MATERIAL FOR THE TASK:
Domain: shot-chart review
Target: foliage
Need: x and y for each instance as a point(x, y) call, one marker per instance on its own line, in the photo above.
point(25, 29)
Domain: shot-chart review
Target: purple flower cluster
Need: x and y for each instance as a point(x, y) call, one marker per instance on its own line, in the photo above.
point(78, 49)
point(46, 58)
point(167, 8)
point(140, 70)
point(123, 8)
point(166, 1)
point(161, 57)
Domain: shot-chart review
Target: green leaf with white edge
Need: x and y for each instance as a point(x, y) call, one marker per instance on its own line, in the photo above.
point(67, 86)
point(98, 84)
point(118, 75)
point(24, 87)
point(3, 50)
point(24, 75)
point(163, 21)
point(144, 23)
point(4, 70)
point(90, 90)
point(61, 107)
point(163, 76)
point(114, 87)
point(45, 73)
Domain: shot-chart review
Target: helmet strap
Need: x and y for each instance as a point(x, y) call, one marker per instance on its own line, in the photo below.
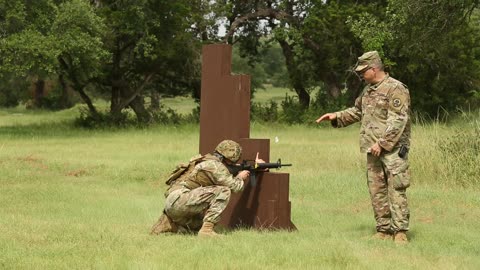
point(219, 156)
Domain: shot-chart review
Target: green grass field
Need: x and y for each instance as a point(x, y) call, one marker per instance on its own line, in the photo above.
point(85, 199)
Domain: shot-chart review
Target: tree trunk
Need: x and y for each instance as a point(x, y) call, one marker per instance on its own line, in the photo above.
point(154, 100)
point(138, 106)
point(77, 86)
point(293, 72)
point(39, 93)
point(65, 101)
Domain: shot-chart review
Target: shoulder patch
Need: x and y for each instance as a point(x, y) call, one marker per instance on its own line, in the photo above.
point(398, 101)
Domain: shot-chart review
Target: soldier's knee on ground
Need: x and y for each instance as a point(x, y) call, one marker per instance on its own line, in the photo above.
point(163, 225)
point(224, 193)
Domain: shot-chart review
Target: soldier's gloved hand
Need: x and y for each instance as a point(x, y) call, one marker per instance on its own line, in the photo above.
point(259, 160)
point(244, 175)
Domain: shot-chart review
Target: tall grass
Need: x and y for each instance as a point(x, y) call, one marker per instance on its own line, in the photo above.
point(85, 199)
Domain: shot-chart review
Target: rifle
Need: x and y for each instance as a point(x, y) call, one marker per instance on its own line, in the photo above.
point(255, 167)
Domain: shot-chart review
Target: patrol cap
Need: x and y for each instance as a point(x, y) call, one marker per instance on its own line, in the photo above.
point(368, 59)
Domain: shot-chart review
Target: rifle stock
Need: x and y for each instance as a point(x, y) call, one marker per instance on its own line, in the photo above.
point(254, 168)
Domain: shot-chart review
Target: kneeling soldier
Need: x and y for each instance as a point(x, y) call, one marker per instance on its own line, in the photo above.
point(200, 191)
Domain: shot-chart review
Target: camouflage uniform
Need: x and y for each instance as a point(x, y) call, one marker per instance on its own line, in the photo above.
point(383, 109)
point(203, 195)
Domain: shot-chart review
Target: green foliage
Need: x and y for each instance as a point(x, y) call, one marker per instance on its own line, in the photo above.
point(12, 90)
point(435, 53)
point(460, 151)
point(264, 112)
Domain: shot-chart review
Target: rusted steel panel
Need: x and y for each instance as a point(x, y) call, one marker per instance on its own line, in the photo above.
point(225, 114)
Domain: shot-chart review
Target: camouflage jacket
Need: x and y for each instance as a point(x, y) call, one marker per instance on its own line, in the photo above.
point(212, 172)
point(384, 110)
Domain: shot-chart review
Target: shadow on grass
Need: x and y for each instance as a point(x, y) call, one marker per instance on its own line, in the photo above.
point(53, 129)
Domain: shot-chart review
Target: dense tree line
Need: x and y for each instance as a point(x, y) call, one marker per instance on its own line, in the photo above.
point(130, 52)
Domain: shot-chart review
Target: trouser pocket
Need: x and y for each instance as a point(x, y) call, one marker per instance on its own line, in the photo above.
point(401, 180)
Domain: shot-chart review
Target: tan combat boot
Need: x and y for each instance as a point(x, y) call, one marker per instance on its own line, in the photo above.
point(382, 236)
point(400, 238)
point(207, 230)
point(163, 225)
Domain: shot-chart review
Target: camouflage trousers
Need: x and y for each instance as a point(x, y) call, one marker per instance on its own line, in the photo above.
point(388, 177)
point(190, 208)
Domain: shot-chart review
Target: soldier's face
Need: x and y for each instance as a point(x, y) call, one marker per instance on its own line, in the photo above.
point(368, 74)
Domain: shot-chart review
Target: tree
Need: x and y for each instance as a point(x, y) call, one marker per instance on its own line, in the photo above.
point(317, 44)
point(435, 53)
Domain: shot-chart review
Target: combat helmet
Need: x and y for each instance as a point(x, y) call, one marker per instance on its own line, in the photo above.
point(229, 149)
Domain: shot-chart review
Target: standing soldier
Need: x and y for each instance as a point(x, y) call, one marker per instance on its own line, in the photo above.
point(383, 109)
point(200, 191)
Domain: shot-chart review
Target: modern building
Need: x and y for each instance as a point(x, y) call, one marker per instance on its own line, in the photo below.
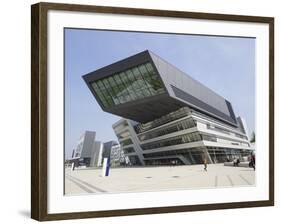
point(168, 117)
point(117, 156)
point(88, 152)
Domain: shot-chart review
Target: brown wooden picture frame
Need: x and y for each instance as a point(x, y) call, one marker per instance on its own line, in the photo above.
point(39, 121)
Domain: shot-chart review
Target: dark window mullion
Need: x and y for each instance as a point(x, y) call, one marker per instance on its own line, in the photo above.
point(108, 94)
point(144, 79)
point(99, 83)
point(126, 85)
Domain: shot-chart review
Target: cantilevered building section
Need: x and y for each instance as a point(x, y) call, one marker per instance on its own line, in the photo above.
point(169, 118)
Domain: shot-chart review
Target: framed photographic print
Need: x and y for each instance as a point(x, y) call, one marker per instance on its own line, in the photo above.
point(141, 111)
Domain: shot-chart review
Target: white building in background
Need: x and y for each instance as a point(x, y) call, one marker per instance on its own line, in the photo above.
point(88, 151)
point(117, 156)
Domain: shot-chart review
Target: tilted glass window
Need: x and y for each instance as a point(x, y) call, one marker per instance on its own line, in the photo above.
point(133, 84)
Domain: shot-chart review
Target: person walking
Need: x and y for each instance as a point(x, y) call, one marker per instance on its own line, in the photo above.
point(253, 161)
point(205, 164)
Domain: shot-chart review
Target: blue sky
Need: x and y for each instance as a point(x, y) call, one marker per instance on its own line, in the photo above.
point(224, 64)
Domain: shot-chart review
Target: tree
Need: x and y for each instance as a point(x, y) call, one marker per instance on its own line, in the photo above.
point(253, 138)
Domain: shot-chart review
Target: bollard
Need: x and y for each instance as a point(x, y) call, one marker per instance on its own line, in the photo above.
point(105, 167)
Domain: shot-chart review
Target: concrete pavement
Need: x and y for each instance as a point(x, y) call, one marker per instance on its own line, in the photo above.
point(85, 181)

---

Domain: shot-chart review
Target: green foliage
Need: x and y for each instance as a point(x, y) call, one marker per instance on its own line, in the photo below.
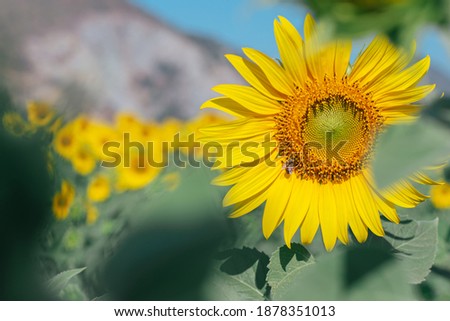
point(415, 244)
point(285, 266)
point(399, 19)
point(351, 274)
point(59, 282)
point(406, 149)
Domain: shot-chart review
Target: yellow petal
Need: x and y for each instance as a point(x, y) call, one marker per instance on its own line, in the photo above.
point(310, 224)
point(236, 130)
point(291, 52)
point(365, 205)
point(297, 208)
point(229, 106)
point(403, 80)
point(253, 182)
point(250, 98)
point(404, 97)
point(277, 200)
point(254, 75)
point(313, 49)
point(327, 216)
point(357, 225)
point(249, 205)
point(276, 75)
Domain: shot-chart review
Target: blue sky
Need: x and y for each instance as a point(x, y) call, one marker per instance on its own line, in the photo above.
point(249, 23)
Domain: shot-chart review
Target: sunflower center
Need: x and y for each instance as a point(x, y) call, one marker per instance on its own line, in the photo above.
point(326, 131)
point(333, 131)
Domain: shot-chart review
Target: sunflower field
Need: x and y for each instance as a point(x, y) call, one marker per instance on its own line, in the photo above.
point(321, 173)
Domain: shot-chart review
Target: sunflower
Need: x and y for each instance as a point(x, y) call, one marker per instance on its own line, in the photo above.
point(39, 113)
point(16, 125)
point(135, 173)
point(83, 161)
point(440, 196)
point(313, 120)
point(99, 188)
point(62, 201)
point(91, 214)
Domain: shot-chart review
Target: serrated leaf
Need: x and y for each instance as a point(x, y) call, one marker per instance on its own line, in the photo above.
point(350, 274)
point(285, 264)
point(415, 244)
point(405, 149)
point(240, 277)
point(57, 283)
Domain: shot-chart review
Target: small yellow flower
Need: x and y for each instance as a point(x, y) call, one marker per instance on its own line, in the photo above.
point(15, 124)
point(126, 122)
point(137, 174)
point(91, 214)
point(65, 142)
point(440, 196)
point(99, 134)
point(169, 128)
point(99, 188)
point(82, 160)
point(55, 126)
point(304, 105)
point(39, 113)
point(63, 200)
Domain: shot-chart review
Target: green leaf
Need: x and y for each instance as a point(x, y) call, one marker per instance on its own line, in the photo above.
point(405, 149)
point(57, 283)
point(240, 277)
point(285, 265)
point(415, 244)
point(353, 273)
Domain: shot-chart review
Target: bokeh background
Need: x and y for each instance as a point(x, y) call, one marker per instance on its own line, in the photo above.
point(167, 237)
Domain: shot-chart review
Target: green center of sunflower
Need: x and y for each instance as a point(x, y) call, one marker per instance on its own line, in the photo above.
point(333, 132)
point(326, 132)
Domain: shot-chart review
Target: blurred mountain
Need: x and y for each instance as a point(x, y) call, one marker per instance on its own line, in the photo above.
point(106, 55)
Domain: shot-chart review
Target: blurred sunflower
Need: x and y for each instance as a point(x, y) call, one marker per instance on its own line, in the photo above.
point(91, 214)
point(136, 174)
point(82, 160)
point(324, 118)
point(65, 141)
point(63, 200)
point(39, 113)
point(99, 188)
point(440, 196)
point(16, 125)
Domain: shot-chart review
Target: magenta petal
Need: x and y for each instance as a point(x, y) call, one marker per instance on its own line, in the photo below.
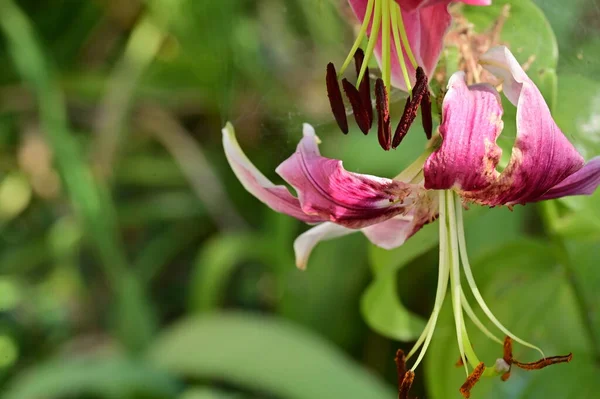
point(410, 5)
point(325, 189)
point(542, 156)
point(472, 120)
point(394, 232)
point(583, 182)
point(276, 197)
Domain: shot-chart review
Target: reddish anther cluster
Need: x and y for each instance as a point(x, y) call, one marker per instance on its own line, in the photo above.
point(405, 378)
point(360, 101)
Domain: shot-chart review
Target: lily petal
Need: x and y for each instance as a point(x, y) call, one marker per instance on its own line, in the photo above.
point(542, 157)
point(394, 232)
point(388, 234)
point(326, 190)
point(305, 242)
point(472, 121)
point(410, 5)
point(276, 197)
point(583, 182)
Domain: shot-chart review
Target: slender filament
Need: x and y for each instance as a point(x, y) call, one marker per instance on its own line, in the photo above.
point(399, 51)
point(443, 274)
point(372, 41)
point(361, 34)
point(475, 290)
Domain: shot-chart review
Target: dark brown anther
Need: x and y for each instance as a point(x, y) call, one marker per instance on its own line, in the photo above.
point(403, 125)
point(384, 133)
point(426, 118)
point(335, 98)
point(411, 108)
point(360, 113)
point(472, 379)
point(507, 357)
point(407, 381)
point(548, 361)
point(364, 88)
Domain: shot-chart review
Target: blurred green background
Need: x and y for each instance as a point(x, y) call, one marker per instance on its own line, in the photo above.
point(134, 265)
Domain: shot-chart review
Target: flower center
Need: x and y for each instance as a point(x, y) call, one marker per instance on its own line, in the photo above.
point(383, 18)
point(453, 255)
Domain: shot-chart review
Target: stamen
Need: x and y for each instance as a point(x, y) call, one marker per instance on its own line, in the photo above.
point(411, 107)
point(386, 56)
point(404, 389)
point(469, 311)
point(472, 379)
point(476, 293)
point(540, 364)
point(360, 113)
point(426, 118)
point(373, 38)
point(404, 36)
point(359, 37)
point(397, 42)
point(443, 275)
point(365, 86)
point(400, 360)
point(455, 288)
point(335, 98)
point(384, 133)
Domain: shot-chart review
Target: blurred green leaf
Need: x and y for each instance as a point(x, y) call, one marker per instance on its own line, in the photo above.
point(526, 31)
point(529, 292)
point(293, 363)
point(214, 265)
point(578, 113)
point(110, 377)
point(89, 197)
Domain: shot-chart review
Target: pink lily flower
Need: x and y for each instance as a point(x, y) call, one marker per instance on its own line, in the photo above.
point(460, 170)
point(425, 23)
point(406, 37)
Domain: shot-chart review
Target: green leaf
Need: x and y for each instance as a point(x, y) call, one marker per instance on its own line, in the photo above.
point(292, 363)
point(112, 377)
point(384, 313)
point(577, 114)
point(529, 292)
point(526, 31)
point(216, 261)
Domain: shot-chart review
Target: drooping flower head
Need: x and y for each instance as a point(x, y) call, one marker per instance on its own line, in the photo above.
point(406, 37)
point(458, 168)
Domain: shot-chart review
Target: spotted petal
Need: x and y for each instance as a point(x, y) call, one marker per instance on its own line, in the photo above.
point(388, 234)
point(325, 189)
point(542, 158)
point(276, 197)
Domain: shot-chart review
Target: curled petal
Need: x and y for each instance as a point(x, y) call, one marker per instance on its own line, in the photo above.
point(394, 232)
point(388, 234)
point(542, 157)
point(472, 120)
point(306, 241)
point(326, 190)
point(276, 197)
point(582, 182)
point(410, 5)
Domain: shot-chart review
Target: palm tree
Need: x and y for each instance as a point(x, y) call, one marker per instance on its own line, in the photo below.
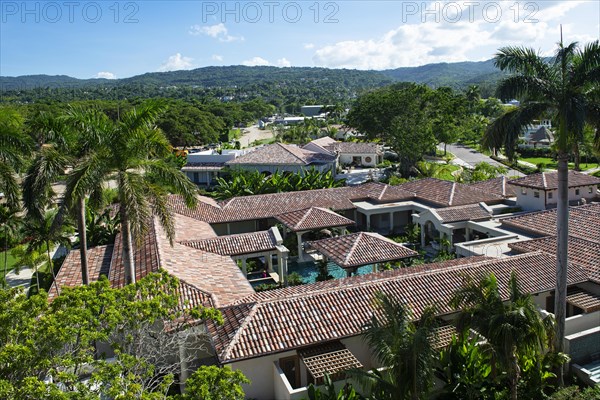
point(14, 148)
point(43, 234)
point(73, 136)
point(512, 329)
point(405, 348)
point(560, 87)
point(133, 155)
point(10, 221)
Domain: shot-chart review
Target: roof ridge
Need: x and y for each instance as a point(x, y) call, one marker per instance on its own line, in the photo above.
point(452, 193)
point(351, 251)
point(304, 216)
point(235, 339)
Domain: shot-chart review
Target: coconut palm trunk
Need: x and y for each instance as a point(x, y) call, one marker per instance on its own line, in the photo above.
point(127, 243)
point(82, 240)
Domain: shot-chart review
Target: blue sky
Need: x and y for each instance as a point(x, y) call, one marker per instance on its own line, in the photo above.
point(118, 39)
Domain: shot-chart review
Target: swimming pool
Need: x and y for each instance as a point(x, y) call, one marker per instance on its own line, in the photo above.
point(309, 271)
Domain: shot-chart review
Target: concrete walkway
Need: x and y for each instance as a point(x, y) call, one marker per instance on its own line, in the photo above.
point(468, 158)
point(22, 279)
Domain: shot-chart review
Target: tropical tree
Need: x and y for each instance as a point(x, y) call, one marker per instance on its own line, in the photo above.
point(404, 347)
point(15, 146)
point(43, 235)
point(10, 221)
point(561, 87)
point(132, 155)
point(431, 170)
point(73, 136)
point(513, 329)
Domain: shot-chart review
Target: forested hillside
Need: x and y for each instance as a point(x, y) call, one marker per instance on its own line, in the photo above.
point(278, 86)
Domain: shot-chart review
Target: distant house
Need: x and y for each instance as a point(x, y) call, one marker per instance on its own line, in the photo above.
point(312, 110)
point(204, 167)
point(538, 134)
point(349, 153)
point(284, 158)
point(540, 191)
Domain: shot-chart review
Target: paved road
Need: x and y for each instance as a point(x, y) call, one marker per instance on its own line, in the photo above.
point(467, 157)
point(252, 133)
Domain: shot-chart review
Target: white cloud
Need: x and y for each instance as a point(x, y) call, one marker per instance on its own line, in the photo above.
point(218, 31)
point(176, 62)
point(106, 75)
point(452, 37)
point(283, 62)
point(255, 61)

TASK: For each line in the entries that contains the string "sunflower", make a copy.

EXERCISE RESULT:
Target: sunflower center
Target: sunflower field
Target: sunflower
Target: green center of sunflower
Target: blurred sunflower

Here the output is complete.